* [Extracted entries]:

#####

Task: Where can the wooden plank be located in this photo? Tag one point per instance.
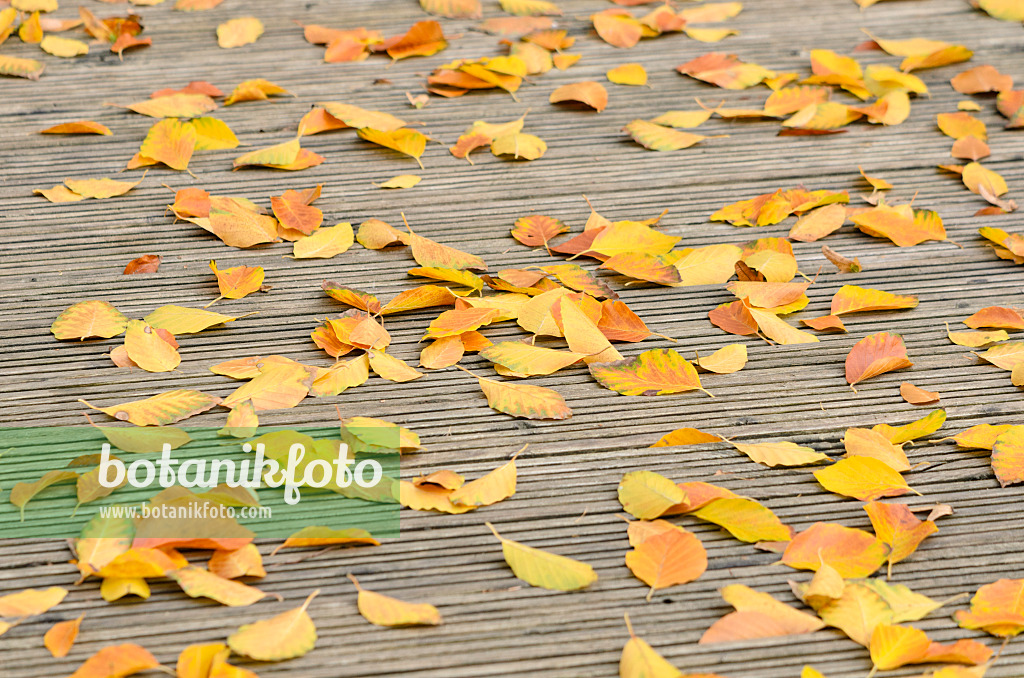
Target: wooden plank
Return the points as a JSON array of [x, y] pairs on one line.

#####

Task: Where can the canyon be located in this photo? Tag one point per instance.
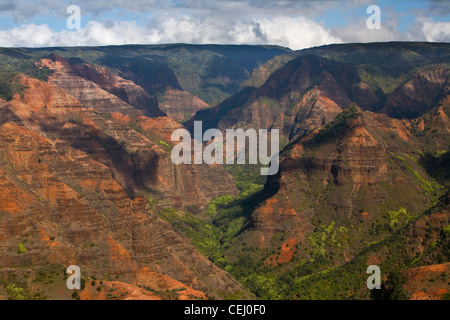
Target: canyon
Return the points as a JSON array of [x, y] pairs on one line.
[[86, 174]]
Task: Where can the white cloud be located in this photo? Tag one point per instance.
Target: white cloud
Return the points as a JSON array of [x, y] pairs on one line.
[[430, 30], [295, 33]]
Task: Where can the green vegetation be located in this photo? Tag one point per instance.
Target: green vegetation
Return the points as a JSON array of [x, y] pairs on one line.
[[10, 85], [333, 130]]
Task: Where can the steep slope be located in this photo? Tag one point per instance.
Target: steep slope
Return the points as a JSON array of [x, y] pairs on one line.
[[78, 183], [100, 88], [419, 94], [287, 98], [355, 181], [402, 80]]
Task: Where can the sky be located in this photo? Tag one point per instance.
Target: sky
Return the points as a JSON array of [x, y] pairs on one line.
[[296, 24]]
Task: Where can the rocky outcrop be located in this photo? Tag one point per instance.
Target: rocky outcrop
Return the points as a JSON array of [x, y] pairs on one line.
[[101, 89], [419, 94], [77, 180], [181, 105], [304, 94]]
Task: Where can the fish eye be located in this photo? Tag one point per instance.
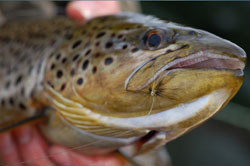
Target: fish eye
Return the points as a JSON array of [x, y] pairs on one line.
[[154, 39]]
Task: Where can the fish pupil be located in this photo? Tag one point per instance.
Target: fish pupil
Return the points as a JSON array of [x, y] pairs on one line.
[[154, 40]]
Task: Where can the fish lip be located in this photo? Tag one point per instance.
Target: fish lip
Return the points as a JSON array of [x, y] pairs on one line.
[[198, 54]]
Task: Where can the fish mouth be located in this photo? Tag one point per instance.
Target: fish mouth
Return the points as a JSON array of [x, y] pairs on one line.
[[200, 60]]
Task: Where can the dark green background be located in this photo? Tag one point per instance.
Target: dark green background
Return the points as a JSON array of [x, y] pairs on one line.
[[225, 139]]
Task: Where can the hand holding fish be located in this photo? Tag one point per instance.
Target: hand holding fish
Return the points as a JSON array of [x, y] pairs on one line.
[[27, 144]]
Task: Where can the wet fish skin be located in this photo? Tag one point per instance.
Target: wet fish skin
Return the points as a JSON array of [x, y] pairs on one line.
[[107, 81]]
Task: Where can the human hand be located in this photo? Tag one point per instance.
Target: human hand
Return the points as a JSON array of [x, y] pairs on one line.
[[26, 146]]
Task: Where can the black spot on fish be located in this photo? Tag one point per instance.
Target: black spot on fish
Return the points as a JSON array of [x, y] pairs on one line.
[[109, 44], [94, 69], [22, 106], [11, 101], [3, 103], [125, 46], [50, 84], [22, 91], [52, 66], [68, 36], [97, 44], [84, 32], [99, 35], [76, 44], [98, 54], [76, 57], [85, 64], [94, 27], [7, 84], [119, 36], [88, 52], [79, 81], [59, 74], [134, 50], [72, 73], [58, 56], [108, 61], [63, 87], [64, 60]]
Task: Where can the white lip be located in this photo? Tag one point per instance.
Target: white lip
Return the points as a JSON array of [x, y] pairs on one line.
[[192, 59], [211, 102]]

#####

* [Problem details]:
Rewrite the lines between the one holding "Task: Where can the canyon" and the one holding "[[86, 174]]", inclusive, as a numbered list with no blank lines. Leave the picture out of your answer.

* [Worked answer]:
1. Task: Where can the canyon be located in this photo? Tag one point per instance.
2. Target: canyon
3. Return the points as a JSON array of [x, y] pairs on one line.
4. [[86, 174]]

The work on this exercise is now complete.